### EXERCISE TASK
Locate every line in the records that contains the word "door", and copy each of those lines.

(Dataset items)
▼▼▼
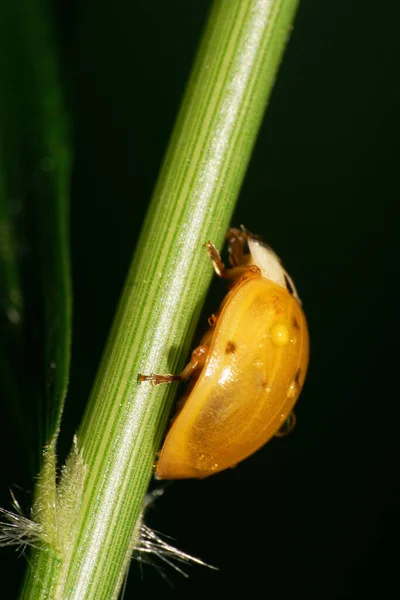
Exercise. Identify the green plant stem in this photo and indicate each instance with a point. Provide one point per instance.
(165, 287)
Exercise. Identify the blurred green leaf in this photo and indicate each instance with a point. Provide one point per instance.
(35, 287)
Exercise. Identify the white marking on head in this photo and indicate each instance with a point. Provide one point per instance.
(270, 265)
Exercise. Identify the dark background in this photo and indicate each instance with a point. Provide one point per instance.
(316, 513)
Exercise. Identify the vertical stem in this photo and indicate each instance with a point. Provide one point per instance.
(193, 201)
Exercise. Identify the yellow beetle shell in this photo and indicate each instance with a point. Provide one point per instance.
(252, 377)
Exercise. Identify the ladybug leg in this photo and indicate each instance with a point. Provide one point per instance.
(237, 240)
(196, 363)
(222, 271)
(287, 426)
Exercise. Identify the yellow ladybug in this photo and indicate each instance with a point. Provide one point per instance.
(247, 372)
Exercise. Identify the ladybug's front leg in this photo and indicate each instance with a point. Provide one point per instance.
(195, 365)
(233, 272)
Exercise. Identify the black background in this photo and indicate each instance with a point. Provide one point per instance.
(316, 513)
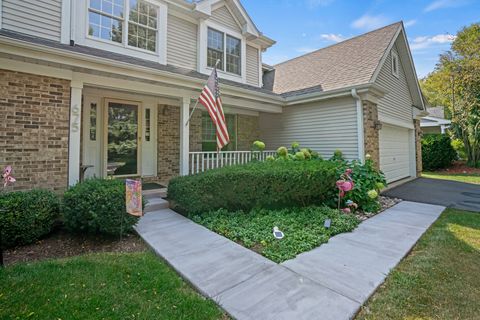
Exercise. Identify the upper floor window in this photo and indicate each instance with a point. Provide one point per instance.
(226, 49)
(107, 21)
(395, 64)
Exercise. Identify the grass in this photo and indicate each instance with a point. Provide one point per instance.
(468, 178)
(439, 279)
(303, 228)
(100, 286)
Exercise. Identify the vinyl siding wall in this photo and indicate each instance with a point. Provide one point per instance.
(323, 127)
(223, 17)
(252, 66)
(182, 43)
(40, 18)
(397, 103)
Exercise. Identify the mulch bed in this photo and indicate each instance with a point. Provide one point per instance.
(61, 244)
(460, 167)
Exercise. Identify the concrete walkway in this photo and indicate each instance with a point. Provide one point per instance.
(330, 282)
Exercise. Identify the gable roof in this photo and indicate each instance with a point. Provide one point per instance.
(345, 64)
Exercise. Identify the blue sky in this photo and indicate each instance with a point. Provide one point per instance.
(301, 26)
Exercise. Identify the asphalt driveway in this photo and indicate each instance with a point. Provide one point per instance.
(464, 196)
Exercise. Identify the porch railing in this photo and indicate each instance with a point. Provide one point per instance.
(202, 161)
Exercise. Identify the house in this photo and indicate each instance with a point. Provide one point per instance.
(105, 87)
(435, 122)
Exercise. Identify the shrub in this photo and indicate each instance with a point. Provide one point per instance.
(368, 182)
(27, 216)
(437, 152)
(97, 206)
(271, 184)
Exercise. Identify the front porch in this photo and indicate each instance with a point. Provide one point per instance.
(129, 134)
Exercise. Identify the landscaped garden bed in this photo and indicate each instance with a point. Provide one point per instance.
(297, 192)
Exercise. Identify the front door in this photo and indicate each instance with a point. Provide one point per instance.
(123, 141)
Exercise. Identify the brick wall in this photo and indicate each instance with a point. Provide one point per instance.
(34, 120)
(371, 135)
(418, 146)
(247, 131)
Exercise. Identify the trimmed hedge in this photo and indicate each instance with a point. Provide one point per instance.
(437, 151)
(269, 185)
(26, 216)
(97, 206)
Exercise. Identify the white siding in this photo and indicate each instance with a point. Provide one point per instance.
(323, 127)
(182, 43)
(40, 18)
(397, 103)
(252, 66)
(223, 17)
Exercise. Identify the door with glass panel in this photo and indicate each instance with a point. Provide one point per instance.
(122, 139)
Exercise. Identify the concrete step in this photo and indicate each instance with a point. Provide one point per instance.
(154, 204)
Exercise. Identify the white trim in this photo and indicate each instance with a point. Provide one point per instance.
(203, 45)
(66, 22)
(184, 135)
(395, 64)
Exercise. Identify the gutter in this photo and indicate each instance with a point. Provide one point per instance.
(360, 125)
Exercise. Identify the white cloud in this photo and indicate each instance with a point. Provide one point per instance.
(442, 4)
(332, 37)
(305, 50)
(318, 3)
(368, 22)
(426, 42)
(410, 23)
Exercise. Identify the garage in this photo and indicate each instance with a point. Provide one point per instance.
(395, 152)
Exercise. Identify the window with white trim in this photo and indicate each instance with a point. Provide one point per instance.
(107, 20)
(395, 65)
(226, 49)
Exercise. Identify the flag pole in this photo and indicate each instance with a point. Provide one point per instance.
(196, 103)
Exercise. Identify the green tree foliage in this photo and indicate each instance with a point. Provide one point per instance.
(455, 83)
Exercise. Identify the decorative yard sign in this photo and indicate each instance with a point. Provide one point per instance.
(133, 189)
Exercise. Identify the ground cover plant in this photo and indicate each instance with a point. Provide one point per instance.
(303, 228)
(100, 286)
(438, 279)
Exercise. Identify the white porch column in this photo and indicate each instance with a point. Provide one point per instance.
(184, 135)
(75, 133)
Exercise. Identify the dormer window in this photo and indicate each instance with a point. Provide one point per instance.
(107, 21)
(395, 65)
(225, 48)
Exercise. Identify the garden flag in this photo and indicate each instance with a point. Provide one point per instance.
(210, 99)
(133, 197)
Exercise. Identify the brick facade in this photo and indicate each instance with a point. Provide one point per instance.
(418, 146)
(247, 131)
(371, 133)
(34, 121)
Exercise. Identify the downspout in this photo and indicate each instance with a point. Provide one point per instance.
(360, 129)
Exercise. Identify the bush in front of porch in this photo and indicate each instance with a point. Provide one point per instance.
▲▲▲
▼▼▼
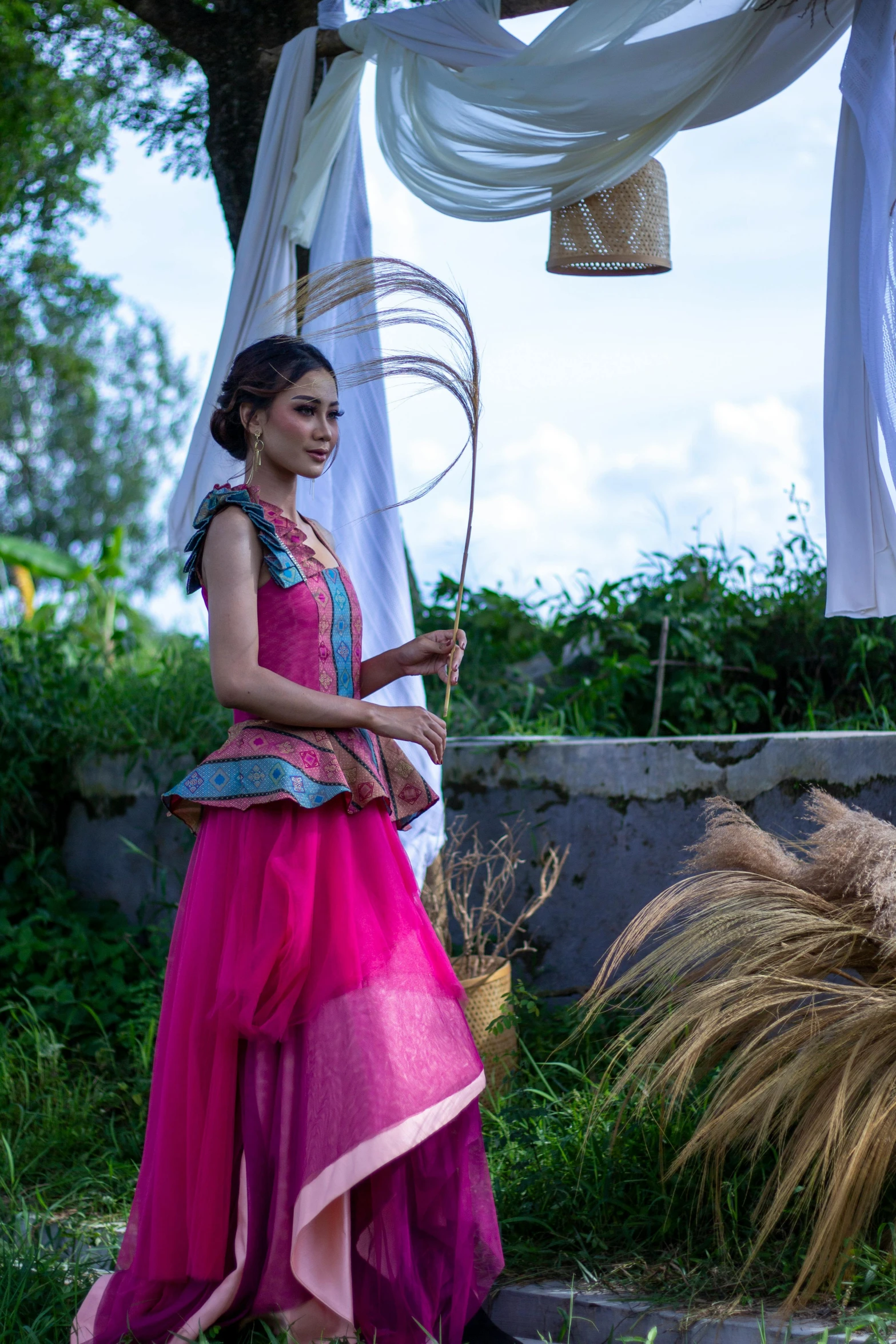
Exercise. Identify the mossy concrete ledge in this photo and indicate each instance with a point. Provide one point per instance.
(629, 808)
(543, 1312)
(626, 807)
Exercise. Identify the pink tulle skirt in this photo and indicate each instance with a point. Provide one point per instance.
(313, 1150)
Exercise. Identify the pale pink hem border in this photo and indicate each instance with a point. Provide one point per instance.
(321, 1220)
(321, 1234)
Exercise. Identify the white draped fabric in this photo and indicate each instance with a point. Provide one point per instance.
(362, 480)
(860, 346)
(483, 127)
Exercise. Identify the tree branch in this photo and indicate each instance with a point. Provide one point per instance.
▲▲▲
### RESULT OF THIS EXERCISE
Exercise. Identify the front door in this photo and indicate each instance with a point. Provide one point per instance.
Exercise. Identify the door with glass panel in this photo and indicate each instance with a point. Provide one point per instance.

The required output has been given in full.